(Records)
** start **
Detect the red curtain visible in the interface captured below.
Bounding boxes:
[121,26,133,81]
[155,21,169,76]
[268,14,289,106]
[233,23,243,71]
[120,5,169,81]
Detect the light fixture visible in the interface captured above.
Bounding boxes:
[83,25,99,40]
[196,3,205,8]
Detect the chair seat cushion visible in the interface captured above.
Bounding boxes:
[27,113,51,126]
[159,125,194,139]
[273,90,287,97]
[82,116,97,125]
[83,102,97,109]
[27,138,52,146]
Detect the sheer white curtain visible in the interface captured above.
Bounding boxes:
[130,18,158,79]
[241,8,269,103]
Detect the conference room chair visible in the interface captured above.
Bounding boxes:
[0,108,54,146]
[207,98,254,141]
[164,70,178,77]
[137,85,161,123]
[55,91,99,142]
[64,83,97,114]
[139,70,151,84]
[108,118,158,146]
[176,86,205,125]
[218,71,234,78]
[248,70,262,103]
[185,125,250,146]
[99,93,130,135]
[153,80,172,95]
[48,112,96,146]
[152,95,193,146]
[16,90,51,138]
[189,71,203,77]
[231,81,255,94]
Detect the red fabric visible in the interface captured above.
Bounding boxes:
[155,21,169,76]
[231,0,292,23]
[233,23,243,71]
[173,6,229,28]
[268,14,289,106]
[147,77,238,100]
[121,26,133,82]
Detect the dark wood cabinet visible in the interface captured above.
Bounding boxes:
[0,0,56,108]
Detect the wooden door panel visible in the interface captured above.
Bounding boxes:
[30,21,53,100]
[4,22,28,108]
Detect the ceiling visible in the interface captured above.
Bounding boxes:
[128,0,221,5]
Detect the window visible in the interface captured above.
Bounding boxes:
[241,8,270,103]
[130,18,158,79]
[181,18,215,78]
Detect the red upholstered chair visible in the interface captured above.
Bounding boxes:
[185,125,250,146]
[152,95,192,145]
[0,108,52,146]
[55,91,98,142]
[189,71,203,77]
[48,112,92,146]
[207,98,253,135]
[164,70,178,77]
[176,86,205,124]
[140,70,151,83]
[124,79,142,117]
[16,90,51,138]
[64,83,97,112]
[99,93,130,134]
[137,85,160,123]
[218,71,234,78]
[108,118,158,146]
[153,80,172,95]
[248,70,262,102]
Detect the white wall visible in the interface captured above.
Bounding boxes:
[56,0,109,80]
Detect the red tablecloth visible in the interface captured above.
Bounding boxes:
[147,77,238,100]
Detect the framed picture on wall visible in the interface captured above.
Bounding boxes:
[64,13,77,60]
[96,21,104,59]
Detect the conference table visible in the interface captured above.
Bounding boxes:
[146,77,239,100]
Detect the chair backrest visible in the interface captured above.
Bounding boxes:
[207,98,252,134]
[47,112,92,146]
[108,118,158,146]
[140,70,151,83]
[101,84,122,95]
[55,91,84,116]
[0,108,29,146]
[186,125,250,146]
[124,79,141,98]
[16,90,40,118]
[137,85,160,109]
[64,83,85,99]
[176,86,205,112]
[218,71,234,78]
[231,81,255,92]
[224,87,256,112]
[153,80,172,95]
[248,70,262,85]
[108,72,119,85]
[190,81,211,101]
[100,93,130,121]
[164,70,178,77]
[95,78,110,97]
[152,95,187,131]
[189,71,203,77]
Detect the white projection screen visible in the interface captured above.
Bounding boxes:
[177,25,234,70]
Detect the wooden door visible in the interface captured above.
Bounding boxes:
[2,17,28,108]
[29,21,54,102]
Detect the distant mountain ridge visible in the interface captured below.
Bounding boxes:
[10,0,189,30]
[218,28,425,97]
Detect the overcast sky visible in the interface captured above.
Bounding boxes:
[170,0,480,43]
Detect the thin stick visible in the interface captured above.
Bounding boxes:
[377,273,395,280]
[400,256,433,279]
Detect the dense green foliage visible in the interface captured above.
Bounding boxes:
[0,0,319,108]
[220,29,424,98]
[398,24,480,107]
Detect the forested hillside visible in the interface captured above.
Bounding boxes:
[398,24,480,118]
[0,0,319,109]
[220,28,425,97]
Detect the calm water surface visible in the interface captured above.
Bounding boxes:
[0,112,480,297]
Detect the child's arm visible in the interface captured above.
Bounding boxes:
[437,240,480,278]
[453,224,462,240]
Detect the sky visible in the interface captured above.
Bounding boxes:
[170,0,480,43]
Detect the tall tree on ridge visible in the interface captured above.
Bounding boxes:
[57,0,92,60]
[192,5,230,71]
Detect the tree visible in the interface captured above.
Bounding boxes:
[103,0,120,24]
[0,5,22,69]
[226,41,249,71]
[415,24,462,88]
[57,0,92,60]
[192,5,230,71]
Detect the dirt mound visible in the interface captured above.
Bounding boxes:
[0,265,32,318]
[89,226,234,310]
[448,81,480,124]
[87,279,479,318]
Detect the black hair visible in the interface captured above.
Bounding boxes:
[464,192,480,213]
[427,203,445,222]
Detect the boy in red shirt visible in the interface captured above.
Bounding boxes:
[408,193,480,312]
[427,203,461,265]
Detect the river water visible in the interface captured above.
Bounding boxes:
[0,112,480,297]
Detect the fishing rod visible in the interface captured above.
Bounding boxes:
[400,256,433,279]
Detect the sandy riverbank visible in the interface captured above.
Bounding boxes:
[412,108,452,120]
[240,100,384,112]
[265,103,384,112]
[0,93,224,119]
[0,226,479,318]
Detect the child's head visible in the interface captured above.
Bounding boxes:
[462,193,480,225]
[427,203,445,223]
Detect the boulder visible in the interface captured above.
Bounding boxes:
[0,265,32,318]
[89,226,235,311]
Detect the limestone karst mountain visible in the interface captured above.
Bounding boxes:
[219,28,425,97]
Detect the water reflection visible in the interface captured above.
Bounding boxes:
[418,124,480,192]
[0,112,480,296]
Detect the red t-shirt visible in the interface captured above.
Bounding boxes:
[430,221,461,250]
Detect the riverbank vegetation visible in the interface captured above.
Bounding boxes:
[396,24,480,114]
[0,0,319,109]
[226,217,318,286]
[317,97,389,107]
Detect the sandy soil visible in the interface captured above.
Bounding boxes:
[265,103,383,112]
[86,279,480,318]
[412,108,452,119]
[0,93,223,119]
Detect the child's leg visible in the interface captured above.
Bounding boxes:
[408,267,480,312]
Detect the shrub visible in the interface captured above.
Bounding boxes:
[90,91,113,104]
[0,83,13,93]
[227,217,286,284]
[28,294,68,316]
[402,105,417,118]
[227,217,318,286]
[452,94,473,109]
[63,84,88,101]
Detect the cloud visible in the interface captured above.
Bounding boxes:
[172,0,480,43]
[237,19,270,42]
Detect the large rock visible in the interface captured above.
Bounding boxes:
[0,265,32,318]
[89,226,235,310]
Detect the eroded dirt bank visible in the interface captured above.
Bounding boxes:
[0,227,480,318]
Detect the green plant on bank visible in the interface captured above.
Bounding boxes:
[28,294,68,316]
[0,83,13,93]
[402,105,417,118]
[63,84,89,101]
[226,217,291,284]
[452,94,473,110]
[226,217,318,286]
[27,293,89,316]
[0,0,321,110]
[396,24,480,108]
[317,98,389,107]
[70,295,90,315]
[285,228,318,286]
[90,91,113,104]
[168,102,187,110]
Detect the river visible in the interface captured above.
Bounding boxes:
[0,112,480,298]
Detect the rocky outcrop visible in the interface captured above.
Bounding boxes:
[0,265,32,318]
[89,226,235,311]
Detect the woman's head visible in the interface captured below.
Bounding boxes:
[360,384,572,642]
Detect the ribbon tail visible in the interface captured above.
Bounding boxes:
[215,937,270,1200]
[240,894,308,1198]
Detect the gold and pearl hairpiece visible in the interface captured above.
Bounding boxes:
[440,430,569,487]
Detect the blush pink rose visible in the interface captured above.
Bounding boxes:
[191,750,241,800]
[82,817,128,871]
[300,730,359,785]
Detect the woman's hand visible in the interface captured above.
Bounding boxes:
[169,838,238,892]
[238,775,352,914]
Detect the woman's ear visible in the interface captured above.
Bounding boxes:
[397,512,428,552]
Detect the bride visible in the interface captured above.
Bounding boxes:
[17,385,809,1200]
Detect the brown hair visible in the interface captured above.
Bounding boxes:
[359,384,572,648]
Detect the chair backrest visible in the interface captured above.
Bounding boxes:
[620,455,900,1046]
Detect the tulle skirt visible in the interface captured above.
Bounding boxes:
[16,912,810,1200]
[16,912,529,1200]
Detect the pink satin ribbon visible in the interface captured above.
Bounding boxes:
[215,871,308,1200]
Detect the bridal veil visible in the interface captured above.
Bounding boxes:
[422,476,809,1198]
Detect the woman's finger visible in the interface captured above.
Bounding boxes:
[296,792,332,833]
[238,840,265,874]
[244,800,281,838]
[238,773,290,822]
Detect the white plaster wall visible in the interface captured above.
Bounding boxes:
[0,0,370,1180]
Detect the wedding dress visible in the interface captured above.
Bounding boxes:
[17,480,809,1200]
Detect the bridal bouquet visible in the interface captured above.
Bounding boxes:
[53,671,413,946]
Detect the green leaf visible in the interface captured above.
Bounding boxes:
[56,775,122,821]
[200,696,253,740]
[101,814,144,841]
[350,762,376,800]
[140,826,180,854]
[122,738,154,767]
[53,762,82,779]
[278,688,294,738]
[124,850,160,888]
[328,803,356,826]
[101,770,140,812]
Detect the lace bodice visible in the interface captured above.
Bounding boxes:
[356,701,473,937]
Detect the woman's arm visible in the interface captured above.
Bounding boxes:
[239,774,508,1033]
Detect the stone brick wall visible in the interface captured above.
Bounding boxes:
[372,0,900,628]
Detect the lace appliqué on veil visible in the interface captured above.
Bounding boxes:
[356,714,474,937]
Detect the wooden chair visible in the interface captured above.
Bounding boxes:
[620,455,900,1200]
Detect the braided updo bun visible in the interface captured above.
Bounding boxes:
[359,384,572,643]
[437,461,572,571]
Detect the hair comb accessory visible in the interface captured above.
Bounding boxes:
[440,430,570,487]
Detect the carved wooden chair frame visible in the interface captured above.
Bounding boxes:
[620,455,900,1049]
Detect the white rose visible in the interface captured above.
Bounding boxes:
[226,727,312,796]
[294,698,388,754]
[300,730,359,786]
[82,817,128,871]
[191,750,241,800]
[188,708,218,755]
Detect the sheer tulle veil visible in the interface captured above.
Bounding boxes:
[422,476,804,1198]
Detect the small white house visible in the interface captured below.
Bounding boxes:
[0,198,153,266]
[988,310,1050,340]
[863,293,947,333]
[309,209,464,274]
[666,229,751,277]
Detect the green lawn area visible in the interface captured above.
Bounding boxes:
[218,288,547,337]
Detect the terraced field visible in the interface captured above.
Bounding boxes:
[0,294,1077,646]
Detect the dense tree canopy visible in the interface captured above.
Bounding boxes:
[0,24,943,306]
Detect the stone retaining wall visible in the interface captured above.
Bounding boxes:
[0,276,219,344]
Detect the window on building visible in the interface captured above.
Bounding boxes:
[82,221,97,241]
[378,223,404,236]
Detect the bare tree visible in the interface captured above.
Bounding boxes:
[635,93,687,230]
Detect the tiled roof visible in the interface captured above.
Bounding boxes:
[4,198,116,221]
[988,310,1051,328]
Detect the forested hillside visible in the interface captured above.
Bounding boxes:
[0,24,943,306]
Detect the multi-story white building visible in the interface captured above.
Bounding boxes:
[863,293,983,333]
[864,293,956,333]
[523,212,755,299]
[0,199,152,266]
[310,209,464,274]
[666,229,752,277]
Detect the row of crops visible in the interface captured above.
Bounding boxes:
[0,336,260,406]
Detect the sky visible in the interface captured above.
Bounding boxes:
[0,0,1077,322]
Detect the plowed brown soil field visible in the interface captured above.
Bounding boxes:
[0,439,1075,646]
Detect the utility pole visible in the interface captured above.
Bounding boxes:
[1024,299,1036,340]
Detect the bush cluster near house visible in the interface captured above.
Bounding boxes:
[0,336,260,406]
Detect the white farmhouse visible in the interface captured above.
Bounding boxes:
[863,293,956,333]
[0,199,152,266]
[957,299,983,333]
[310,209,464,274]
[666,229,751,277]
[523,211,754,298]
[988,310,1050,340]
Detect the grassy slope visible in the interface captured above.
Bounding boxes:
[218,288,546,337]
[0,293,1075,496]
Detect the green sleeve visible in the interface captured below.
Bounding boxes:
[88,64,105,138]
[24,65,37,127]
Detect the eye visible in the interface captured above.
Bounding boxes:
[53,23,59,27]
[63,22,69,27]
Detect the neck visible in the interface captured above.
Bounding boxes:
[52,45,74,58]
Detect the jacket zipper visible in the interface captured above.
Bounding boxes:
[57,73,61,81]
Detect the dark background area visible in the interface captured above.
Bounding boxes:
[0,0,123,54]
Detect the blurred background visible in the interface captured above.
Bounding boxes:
** end **
* [TASK INSTRUCTIONS]
Rewrite the stretch from the start of the rows through the line containing "[181,18,215,78]", replacing "conference room chair" with "meeting room chair" and leaving everything else unchanged.

* [RESULT BELOW]
Detect the red curtain visible in the interface captured below.
Bounding boxes:
[121,26,133,81]
[155,21,169,76]
[268,14,289,106]
[233,23,243,71]
[120,5,169,81]
Detect the light fixture visible in the interface captured above.
Bounding boxes:
[83,25,99,40]
[196,3,205,8]
Detect the chair seat cushion visible in the interface captured above.
Bounding boxes:
[27,113,51,126]
[159,125,194,139]
[273,90,287,97]
[82,116,97,125]
[83,102,97,109]
[27,138,52,146]
Detect the sheer white curtain visible in the interface captured above.
Bounding boxes:
[130,18,158,79]
[241,8,269,103]
Detect the meeting room chair visible in the interface captured above.
Bounding boxes:
[0,108,54,146]
[207,98,254,141]
[164,70,178,77]
[137,85,161,123]
[55,91,99,142]
[64,83,97,114]
[139,70,151,84]
[108,118,158,146]
[176,86,205,125]
[218,71,234,78]
[248,70,262,103]
[185,125,250,146]
[99,93,130,135]
[153,80,172,95]
[48,112,96,146]
[152,95,193,146]
[16,90,51,138]
[189,71,203,77]
[231,81,255,94]
Detect the red fabric visible in the interface captured above.
Bounding boxes:
[155,21,169,76]
[231,0,292,23]
[233,23,243,71]
[173,6,229,28]
[268,14,289,106]
[147,77,238,100]
[121,26,133,82]
Detect the dark wood cabinet visible in the interface captured above.
Bounding boxes:
[0,0,56,108]
Detect the wooden door panel visible in the interface captured above.
Bounding boxes:
[30,21,53,100]
[4,22,28,108]
Detect the ceiling visible in the interface captured above.
Bounding boxes:
[128,0,221,5]
Detect the window visible in the interface captured above.
Bounding boxes:
[241,8,270,103]
[130,18,158,79]
[181,18,215,78]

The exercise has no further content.